Can you convert the records below into a Markdown table with the columns "Row" and "Line," giving each non-blank line its own numbered row?
◇ ◇ ◇ ◇ ◇
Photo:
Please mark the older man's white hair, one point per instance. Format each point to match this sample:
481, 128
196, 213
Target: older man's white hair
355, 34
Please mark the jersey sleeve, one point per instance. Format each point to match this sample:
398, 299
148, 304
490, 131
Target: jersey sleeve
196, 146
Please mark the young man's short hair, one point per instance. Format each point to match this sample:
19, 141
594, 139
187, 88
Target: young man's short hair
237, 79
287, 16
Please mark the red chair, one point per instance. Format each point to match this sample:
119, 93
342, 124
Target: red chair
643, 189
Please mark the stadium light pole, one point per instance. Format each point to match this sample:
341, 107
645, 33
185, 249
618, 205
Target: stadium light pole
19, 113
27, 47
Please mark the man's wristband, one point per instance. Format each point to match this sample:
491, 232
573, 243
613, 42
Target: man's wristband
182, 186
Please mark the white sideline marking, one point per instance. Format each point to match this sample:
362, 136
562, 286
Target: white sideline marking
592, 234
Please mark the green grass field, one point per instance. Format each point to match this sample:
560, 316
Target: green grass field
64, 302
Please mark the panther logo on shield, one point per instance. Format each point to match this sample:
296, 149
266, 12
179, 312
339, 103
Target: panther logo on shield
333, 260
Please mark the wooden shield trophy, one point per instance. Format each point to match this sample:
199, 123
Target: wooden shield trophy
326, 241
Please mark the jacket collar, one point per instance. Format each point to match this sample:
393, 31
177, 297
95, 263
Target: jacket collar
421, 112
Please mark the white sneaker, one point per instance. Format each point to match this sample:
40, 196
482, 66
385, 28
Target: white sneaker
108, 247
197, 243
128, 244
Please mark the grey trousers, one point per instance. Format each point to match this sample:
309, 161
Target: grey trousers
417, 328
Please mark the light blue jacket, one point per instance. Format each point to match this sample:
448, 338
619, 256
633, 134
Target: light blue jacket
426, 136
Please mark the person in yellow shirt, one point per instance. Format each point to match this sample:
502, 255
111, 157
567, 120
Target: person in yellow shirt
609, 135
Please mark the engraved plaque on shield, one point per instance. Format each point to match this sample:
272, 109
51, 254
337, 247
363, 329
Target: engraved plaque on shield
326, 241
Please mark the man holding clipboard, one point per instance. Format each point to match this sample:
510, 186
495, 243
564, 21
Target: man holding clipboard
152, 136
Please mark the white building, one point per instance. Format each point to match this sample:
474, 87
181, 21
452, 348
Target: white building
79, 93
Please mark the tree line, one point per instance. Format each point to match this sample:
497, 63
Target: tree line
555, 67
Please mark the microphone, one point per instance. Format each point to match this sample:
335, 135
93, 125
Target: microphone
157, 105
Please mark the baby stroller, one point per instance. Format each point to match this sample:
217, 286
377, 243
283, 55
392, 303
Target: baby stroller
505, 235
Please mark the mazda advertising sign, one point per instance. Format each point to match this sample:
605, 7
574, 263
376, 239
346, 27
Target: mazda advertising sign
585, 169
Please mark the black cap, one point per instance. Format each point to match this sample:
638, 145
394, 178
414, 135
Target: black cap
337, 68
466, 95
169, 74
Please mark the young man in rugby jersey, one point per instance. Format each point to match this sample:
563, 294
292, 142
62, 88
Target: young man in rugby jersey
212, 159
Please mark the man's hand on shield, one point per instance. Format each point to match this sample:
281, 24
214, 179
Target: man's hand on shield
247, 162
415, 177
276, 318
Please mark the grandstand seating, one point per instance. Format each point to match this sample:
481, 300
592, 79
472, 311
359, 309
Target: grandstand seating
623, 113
◇ ◇ ◇ ◇ ◇
#### Task solution
| Row | Line |
|---|---|
| 1 | Photo: |
| 2 | Please mark the older man's white hair, one point per instance. Format each point to match this sample: |
| 3 | 481, 128 |
| 4 | 196, 213 |
| 5 | Target: older man's white hair |
| 6 | 355, 34 |
| 7 | Please mark the jersey sleeve, one point per instance. Format each point to match this sample: |
| 8 | 398, 299 |
| 9 | 148, 304 |
| 10 | 490, 131 |
| 11 | Target: jersey sleeve |
| 12 | 196, 146 |
| 13 | Please mark the young man's short hair, one point per instance. Format each point to match this sample: |
| 14 | 19, 141 |
| 15 | 594, 139 |
| 16 | 187, 88 |
| 17 | Target: young man's short hair |
| 18 | 237, 79 |
| 19 | 287, 16 |
| 20 | Please mark the red chair, one point per instance. Format each point to match this sample: |
| 21 | 119, 93 |
| 22 | 342, 124 |
| 23 | Target: red chair |
| 24 | 643, 189 |
| 25 | Please mark the stadium light pole, one point per instance. Format each point to match this sample: |
| 26 | 341, 107 |
| 27 | 645, 33 |
| 28 | 185, 249 |
| 29 | 618, 205 |
| 30 | Target: stadium light pole |
| 31 | 19, 113 |
| 32 | 27, 47 |
| 33 | Please mark the man's wristband, one point per instance. Format each point to match this sample: |
| 34 | 491, 232 |
| 35 | 573, 243 |
| 36 | 613, 42 |
| 37 | Target: man's wristband |
| 38 | 182, 186 |
| 39 | Please mark the white sideline marking, one point per instance. Format each point to match this sample: |
| 40 | 362, 136 |
| 41 | 562, 286 |
| 42 | Target: white sideline marking |
| 43 | 592, 234 |
| 44 | Please mark the green grass field, one point per instance. Format each point to match this sample: |
| 45 | 560, 316 |
| 46 | Target: green grass field |
| 47 | 64, 302 |
| 48 | Please mark the panther logo on shield, one point per instance. Format each point to match this sample: |
| 49 | 296, 149 |
| 50 | 266, 12 |
| 51 | 179, 312 |
| 52 | 339, 103 |
| 53 | Target: panther logo on shield |
| 54 | 333, 260 |
| 55 | Please mark the wooden shield trophy, one point per instance. Format each point to match this sample: |
| 56 | 199, 123 |
| 57 | Target: wooden shield trophy |
| 58 | 326, 241 |
| 59 | Please mark the jacket collar, one point per instance. Format each point to match this sample: |
| 60 | 393, 31 |
| 61 | 177, 297 |
| 62 | 95, 263 |
| 63 | Target: jacket collar |
| 64 | 421, 112 |
| 65 | Please mark the white sneaker, one point per instance. Format each point to match this sample: |
| 66 | 40, 196 |
| 67 | 482, 66 |
| 68 | 385, 28 |
| 69 | Target: white sneaker |
| 70 | 108, 247 |
| 71 | 197, 243 |
| 72 | 128, 244 |
| 73 | Please mark the grey trousers, one point per instance. Format each point to match this sample: |
| 74 | 309, 161 |
| 75 | Target: grey trousers |
| 76 | 417, 328 |
| 77 | Please mark the light blue jacket, one point per instance. Format each point to match this sample: |
| 78 | 448, 338 |
| 79 | 619, 256 |
| 80 | 633, 134 |
| 81 | Target: light blue jacket |
| 82 | 426, 136 |
| 83 | Please mark the person in yellow shirt, one point per instance. Format each point to match this sample: |
| 84 | 502, 255 |
| 85 | 111, 157 |
| 86 | 567, 120 |
| 87 | Target: person in yellow shirt |
| 88 | 609, 135 |
| 89 | Please mark the engraved plaque on shield, one point per instance. Format each point to match this sample: |
| 90 | 272, 109 |
| 91 | 51, 254 |
| 92 | 337, 247 |
| 93 | 363, 329 |
| 94 | Target: engraved plaque on shield |
| 95 | 326, 241 |
| 96 | Please mark the man holding clipboard, one point per instance. Format each point to match this sample: |
| 97 | 510, 186 |
| 98 | 495, 243 |
| 99 | 564, 21 |
| 100 | Target: man holding clipboard |
| 101 | 152, 136 |
| 102 | Please mark the white building, one point per instance. Format each point to match this sample: |
| 103 | 474, 87 |
| 104 | 181, 21 |
| 105 | 452, 348 |
| 106 | Target: white building |
| 107 | 79, 93 |
| 108 | Please mark the tree line, one point per instance. Format each point to match this sample: |
| 109 | 497, 63 |
| 110 | Target: tree line |
| 111 | 555, 67 |
| 112 | Please mark the microphone, one point per instance. Format each point to match this sample: |
| 113 | 335, 135 |
| 114 | 93, 125 |
| 115 | Target: microphone |
| 116 | 157, 105 |
| 117 | Please mark the baby stroller, one point per instance. Format each point to match this sample: |
| 118 | 217, 286 |
| 119 | 377, 243 |
| 120 | 283, 55 |
| 121 | 392, 303 |
| 122 | Target: baby stroller |
| 123 | 505, 235 |
| 124 | Please mark the mazda advertising sign, one point per instance. Format each point to match this sample: |
| 125 | 605, 7 |
| 126 | 574, 263 |
| 127 | 376, 239 |
| 128 | 346, 27 |
| 129 | Target: mazda advertising sign |
| 130 | 585, 169 |
| 131 | Please mark the black cap, one point per instance. Format each point to match this sample: |
| 132 | 638, 145 |
| 133 | 394, 178 |
| 134 | 414, 135 |
| 135 | Target: black cap |
| 136 | 337, 68 |
| 137 | 466, 95 |
| 138 | 169, 74 |
| 139 | Please mark the young man in rugby jersey, one point per instance. Format each point to match this sample: |
| 140 | 563, 294 |
| 141 | 292, 142 |
| 142 | 62, 88 |
| 143 | Target: young man in rugby jersey |
| 144 | 212, 159 |
| 145 | Please mark the man's hand on shield, one point per instance. Format each point to match this sample: |
| 146 | 281, 24 |
| 147 | 214, 179 |
| 148 | Target: man's hand on shield |
| 149 | 247, 162 |
| 150 | 415, 177 |
| 151 | 276, 318 |
| 152 | Please mark the grandstand seating, one point per instance. Format each point to match this sample: |
| 153 | 481, 300 |
| 154 | 592, 79 |
| 155 | 472, 311 |
| 156 | 359, 309 |
| 157 | Target: grandstand seating |
| 158 | 623, 113 |